#### Texto proporcionado ####

Sea cual sea su motivación última, las teorías de la conspiración no son fáciles de resistir en su avance. Incluso las más extravagantes y estrafalarias encuentran eco en la sociedad. Y yo no diría que es un mero deseo de creerlas lo que las otorga su atractivo y su expansión. Si tan fácilmente encuentran las vías para reproducirse, ¿cómo enfrentarse a ellas? ¿Qué curas tenemos a mano? La estrategia que en principio debería ser más efectiva para la cura, como es la de proporcionar información fiable, pruebas y hechos que refuten la teoría, se vuelven contra uno, especialmente si hablamos de aplicar la receta a los convencidos. No es improbable que a estos les reafirme en sus opiniones. Esta cura supone, quizá erróneamente, que el mecanismo de rechazo que se ha de poner en juego es el de la revisión racional de la creencia en base a hechos que se constituyen como indicios y pruebas. Cada individuo que ha sido contagiado por el virus de las teorías de la conspiración ha de adoptar como cura el examen racional de sus creencias mediante las pruebas más sólidas. A nivel social, lo único que hay que hacer es proporcionarle esas pruebas, pues cada uno estará en disposición de responder racionalmente al peso de las mismas.


No seré yo quien dude de que el grave defecto intelectual que supone otorgar plausibilidad, incluso inicial, a teorías de tal extravagancia no deba ser corregido siguiendo las normas epistémicas de formación y de revisión de creencias. Cabe señalar, no obstante, que como se ve la cura no está garantizada, y que mientras tanto, es decir, mientras llega la convicción individual de cada uno tras una revisión cuidadosa de sus (supuestos) fundamentos racionales la teoría puede estar difundiéndose comunitariamente. Abogar por el pensamiento crítico y el rigor no está de más; su eficacia inmediata está por ver. Por seguir con la analogía implícita en este artículo, no estaría mal adoptar remedios de salud pública y no solo tratamientos individualizados para acotar el impacto de las teorías de la conspiración.

####

Consigna de trabajo:
Prosigue el texto sobre cómo frenar las teorías de la conspiración a partir de su última oración.

#### Datos proporcionados ####

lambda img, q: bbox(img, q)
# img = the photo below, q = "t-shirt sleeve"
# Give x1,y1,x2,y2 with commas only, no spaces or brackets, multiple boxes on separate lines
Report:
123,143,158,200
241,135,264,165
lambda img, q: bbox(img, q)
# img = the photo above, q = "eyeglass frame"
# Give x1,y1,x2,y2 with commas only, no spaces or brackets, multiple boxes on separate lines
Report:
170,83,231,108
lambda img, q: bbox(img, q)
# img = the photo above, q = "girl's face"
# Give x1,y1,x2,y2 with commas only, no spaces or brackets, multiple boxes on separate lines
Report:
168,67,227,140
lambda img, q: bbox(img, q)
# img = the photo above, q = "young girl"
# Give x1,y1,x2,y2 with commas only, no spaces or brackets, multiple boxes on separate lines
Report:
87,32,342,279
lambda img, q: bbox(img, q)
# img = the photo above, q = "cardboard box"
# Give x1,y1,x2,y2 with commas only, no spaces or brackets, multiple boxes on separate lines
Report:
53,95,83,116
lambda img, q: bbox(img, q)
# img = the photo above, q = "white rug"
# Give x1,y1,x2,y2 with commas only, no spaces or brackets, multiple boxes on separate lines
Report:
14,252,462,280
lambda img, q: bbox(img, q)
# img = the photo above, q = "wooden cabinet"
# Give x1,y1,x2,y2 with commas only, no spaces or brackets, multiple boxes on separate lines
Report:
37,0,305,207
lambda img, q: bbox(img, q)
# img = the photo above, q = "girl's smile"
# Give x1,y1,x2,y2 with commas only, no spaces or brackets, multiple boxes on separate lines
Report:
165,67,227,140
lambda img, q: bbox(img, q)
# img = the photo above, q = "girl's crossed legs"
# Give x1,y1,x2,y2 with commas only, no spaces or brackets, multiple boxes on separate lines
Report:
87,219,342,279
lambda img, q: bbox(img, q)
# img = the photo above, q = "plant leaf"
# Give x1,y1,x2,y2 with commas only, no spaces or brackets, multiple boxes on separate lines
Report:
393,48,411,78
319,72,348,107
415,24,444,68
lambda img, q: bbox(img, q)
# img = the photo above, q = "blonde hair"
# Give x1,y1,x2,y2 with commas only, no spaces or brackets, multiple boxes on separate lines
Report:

####

Respuesta del ejercicio:
La pandemia de covid-19 parece habernos enseñado que la única manera efectiva, cuando la cura no está disponible, es la de reducir la exposición al virus. Las medidas de aislamiento surten efecto porque las interacciones de riesgo se reducen. Uno podría recomendar una menor exposición informativa a las teorías de la conspiración para reducir el riesgo de contagio a nivel social. En el fondo, es un modo de silenciarlas tanto desde los medios en que encuentran eco como desde las actitudes individuales que cada uno tomamos ante las informaciones que nos llegan. Las podemos silenciar si las ignoramos. ¿Hemos de ignorarlas? La “información” exhibe una peculiaridad que dificulta el silenciamiento. Cuando la “información” nos llega no es fácil ignorarla; tiende además a difundirse. Las medidas deberían ser de estricto confinamiento, de falta de acceso informativo, para que fueran efectivas. Pero, salvo que uno admita que la información ha de estar estrictamente controlada y filtrada, el confinamiento no podría ser selectivo, y así también la información fiable quedaría afectada.

Hemos de silenciar selectivamente. Es obvio que, individualmente, no podemos garantizar un silenciamiento selectivo que sea adecuado. Por más rigurosas que sean nuestras elecciones y por más extensas que sean nuestras fuentes de información, nuestro “acceso” siempre estará mediado por evaluaciones previas de fiabilidad y por una a veces opaca distribución de la credibilidad en la sociedad. Dependemos de otros, de las instituciones, para que la profilaxis tenga efectos. Corregir las dinámicas de expansión de las teorías de la conspiración no es solo responsabilidad de la revisión racional individual sino también responsabilidad colectiva, una responsabilidad que ha de sustanciarse en el diseño de dispositivos (institucionales) para construir comunidades epistémicas de filtrado de la información. Cómo hayamos de proceder en esta tarea no es ya tan fácil de responder; al menos, creo yo, estamos más cerca de tener un buen diagnóstico.